*Excerto selecionado*.
Desde que começou a estudar design gráfico na Faculdade de Belas Artes da Universidade do Porto (FBAUP), Violeta Santos Moura sabia que “não estava a fazer algo com alma”. Após terminar o curso, partiu para Barcelona para fazer um mestrado em Jornalismo, a área que realmente queria. Mais tarde, quando um editor da Agência Lusa lhe pediu que fotografasse algo para acompanhar o seu trabalho escrito, em Jerusalém, percebeu que era aquilo que gostava.

Fez trabalhos para a Agência Lusa, para o “Público” e para jornais estrangeiros como o britânico “The Guardian”, o espanhol “El País”, o australiano “The Sydney Morning Herald”, entre muitos outros. Foi distinguida pela revista “Time” como uma das “34 fotojornalistas mulheres a seguir”.

Mesmo assim, viver da profissão não é fácil. O ano de 2020, confessa, foi particularmente “difícil”.

Nesta entrevista ao JPN, a fotojornalista de 38 anos – natural de Vila Real, mas há muitos anos residente no Porto -, defende que ainda se colocam muitos obstáculos às mulheres fotojornalistas que decorrem do seu género e denuncia ter sido, ela própria, alvo de um episódio de assédio. Acabou sem o trabalho. “É difícil, e o problema não é só em Portugal, é em todo o lado”, afirma.

JPN – Quais são as maiores dificuldades que se colocam a uma trabalhadora independente?

Violeta Santos Moura (VSM) – Bem, a resposta curta é: são imensas. Há meses em que faço algum dinheiro e há outros em que não. Numa soma ao final do ano, dividida por 12 meses, não é mais do que o salário mínimo. É esse o grande problema! O mercado que existe neste momento é bastante diferente daquele que existia na altura dos meus professores e dos vossos: na altura em que fui aluna, uma boa parte dos meus professores tinha contratos com redações, logo, ninguém nos ensinou “como é que se sobrevive não tendo um contrato”, sendo freelancer, como mandar uma proposta, como fazer um orçamento, como nos defendermos… [A formação] foi toda muito à base do conteúdo e de como uma peça jornalística deve ser.

*Objetivo definido 1*. Segundo o excerto sobre Violeta Santos Moura, que distinção lhe foi atribuída pela revista "Time"?
*Objetivo definido 2*. Reproduza palavra por palavra, do excerto sobre Violeta Santos Moura, tudo o que vai desde "JPN – Quais" até "jornalística deve ser.".
A listagem apresentada a seguir constitui material independente do excerto.

*Informação registada*.
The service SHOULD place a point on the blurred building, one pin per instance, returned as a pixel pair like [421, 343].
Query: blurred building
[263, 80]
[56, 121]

*Solução redigida 1*. Foi distinguida como uma das "34 fotojornalistas mulheres a seguir".

*Solução redigida 2*.
JPN – Quais são as maiores dificuldades que se colocam a uma trabalhadora independente?

Violeta Santos Moura (VSM) – Bem, a resposta curta é: são imensas. Há meses em que faço algum dinheiro e há outros em que não. Numa soma ao final do ano, dividida por 12 meses, não é mais do que o salário mínimo. É esse o grande problema! O mercado que existe neste momento é bastante diferente daquele que existia na altura dos meus professores e dos vossos: na altura em que fui aluna, uma boa parte dos meus professores tinha contratos com redações, logo, ninguém nos ensinou “como é que se sobrevive não tendo um contrato”, sendo freelancer, como mandar uma proposta, como fazer um orçamento, como nos defendermos… [A formação] foi toda muito à base do conteúdo e de como uma peça jornalística deve ser.